WRITTEN EXERCISE:
Convert the material, from its first line up to and including the line with "[516,0,909,318]", into a JSON list of strings with one string per line and no blank lines. Omit the pictures from the list.

===== DATA FOR PROCESSING =====

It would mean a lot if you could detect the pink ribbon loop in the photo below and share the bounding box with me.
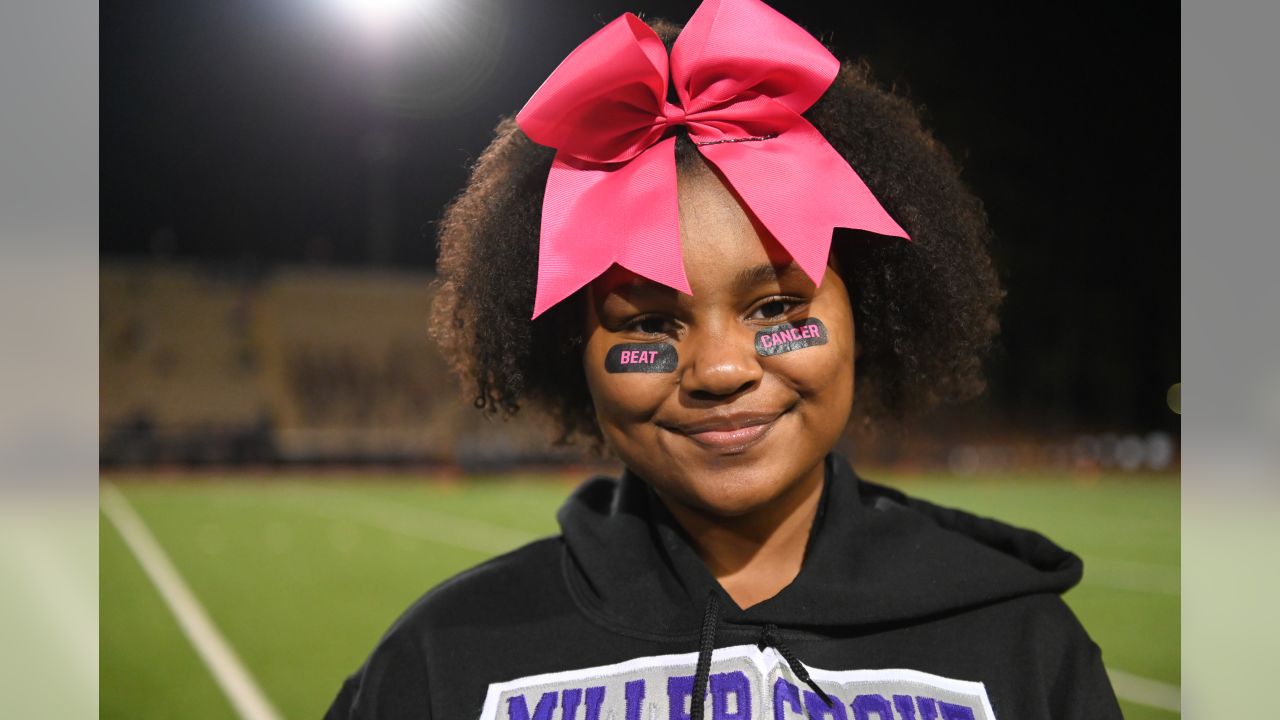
[516,0,909,318]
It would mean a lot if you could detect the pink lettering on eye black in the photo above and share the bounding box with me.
[604,342,680,373]
[755,318,827,357]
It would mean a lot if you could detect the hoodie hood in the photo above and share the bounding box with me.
[558,454,1083,635]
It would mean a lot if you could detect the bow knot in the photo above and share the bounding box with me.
[516,0,908,318]
[662,102,687,126]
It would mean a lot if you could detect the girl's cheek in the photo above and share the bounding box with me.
[585,343,680,420]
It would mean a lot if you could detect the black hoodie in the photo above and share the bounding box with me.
[326,454,1120,720]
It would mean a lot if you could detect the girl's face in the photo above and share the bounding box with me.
[582,158,855,516]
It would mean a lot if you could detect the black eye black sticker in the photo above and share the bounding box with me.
[755,318,827,357]
[604,342,680,373]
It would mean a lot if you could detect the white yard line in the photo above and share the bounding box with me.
[101,483,280,720]
[1107,667,1183,715]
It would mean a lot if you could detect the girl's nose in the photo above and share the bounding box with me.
[680,328,764,398]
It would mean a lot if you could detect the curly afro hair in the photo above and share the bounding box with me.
[431,20,1004,443]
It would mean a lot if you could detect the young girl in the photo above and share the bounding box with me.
[329,0,1120,720]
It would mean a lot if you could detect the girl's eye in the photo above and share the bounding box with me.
[627,315,671,334]
[751,300,795,320]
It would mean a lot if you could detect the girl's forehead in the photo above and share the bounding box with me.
[591,165,808,302]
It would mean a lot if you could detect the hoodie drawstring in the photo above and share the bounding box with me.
[689,591,719,720]
[755,623,832,707]
[689,591,832,720]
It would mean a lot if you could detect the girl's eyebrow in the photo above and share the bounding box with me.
[735,263,804,287]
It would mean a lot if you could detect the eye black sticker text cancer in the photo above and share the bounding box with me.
[604,342,680,373]
[755,318,827,357]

=====

RESULT OF THE EXERCISE:
[
  "It would mean a lot if you could detect the pink ribbon loop in the photo below and share the bounding box with me.",
  "[516,0,909,318]"
]